> [Material shown]:
○ ○ ○ ○ ○

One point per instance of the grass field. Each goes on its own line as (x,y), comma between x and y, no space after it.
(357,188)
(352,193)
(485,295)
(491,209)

○ ○ ○ ○ ○

> [Objective]: Please output the items above as a JSON list of strings, one string per line, leaving out blank lines.

> [Solution to the problem]:
[
  "One point per instance of the grass field. Each goes on its own line as (x,y), comma between x and y, no space after it.",
  "(357,188)",
  "(352,193)",
  "(485,295)",
  "(491,209)"
]